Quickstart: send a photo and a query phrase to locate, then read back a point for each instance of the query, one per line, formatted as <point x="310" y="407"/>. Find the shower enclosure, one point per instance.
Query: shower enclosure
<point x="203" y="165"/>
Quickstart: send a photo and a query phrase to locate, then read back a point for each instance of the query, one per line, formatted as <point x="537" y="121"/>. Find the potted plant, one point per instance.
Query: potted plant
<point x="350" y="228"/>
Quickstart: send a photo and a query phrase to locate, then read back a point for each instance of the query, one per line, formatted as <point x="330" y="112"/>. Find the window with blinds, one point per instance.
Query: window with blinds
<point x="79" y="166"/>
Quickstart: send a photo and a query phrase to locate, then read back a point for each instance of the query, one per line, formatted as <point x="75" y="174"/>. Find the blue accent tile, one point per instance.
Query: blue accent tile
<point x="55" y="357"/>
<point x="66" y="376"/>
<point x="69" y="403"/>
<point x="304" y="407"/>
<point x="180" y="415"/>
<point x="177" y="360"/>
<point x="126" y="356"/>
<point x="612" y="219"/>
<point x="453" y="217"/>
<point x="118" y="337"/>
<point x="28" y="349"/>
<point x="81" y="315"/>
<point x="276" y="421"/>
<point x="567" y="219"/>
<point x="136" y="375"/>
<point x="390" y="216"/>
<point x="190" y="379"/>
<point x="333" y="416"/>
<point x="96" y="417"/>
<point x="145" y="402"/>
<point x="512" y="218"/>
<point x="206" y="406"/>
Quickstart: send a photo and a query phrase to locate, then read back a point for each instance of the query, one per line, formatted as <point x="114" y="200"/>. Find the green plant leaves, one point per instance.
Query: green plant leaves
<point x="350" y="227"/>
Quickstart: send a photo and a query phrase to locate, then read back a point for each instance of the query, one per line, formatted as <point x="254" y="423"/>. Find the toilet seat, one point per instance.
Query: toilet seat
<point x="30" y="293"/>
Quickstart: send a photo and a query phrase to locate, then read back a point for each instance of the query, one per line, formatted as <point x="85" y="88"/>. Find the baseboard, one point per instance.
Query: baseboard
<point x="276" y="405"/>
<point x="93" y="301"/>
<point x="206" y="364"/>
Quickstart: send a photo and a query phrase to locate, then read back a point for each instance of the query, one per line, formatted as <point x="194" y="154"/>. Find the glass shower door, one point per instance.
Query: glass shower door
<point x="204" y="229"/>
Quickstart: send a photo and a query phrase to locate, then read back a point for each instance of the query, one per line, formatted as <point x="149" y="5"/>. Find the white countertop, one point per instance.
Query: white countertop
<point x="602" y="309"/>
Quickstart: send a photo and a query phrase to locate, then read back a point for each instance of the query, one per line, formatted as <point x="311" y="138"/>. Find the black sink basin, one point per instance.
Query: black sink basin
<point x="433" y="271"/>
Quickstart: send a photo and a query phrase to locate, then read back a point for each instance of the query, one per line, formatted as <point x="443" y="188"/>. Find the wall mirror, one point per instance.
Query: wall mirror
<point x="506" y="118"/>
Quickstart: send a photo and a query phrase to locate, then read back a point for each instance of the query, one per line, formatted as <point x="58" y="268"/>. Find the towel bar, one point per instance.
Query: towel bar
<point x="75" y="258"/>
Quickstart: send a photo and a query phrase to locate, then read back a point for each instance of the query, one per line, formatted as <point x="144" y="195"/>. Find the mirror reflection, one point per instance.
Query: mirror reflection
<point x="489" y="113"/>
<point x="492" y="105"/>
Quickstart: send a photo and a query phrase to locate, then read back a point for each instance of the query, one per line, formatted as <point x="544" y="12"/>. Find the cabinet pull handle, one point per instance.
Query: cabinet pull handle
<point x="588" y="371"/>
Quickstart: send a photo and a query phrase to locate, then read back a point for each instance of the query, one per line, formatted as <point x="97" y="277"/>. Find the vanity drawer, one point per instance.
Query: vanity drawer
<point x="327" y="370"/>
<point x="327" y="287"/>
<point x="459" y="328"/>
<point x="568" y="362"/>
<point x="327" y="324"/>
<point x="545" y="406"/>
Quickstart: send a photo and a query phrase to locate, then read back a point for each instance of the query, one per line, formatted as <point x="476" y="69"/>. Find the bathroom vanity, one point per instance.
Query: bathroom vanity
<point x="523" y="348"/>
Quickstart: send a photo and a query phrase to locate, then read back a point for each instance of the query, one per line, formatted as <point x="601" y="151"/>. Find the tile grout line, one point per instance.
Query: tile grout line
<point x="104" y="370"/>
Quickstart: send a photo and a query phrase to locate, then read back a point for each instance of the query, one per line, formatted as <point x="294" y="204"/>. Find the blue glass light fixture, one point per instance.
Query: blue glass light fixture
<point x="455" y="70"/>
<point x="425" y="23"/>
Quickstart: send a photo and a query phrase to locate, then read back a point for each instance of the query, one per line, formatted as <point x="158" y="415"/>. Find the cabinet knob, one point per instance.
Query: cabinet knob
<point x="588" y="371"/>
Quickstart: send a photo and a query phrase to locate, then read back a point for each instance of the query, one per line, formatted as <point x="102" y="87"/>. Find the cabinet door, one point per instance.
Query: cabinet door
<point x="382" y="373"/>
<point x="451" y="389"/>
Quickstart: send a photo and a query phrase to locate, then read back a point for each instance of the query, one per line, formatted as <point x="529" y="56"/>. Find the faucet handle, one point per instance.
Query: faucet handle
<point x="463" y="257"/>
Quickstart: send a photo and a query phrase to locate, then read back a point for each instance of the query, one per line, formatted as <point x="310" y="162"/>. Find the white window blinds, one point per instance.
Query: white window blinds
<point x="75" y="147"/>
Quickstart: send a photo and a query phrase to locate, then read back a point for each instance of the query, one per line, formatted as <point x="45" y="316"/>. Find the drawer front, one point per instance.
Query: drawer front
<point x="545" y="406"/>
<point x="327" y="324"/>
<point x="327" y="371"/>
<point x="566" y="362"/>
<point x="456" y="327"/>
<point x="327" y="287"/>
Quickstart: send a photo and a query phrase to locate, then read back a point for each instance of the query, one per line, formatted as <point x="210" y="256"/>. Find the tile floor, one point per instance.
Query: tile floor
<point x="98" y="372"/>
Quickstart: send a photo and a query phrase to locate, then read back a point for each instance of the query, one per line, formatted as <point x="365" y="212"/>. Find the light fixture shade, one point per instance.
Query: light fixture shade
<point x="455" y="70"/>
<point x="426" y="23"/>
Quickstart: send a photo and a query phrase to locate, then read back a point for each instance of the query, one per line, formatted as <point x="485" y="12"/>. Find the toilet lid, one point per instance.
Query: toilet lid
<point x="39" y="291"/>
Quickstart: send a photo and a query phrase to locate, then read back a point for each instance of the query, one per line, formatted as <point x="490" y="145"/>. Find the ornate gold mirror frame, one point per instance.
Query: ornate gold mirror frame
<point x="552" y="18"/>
...
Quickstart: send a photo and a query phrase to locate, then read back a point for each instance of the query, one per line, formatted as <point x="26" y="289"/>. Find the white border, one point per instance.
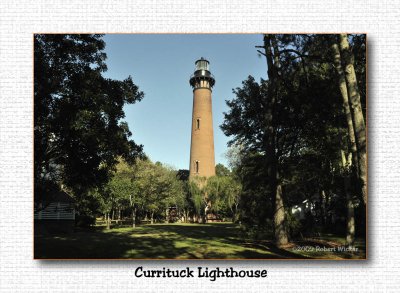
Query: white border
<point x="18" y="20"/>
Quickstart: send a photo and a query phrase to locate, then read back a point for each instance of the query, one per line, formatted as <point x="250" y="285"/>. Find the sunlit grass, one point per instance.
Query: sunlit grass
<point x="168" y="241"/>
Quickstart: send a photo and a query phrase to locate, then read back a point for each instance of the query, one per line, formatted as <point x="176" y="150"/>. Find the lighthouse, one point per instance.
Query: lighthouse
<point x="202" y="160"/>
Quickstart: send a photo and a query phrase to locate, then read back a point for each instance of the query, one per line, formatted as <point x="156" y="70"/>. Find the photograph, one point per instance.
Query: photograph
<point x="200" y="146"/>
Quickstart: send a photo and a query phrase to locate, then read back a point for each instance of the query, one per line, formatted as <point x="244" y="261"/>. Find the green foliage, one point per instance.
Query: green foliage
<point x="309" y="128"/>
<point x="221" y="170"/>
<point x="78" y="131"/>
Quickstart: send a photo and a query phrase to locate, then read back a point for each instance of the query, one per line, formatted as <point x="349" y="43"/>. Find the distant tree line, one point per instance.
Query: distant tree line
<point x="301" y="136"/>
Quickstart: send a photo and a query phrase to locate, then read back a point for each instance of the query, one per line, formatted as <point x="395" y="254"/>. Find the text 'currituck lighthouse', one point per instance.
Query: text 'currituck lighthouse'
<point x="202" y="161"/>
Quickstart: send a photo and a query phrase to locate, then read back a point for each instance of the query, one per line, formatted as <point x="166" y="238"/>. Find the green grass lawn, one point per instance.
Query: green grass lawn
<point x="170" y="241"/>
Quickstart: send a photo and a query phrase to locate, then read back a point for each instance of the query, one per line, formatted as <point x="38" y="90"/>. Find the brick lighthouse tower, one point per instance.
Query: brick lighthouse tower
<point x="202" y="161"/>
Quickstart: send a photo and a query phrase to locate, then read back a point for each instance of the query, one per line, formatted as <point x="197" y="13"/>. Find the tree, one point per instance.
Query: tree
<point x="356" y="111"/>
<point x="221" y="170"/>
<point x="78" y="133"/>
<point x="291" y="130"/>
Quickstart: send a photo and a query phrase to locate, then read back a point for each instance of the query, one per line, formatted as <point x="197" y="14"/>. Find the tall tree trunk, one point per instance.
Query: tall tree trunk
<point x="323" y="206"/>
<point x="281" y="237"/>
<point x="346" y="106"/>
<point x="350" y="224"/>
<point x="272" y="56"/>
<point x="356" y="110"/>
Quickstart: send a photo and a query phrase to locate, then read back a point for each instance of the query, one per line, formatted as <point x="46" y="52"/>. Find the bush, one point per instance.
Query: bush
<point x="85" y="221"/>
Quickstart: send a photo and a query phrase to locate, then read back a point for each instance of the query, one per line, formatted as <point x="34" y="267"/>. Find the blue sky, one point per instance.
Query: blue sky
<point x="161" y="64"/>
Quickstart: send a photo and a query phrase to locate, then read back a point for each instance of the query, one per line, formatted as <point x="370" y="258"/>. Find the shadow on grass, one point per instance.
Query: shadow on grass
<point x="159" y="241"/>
---
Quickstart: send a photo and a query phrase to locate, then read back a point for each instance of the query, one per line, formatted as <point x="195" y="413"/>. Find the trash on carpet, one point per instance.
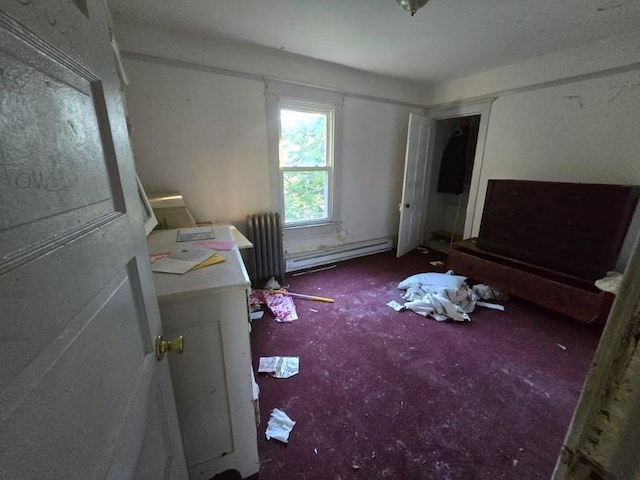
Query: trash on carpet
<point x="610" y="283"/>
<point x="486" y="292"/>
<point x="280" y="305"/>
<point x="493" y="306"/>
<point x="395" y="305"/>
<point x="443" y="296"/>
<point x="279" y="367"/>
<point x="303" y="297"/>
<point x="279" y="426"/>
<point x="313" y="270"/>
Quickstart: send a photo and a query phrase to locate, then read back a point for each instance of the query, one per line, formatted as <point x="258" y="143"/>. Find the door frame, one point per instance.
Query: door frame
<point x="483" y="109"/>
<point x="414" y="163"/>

__EXERCISE AIM__
Transcribe word for word the lines above, starting with the line that contains "mirror frame, one point per instance." and going on through the line that contains "Query: ornate gold mirror frame", including both of those lines.

__EXERCISE RESPONSE__
Quickstart: send a photo and a query phrase to locate, then read back a point for each instance of the query, one per line, formatted as <point x="490" y="145"/>. Find the ornate gold mirror frame, one point per instance.
Query: ornate gold mirror frame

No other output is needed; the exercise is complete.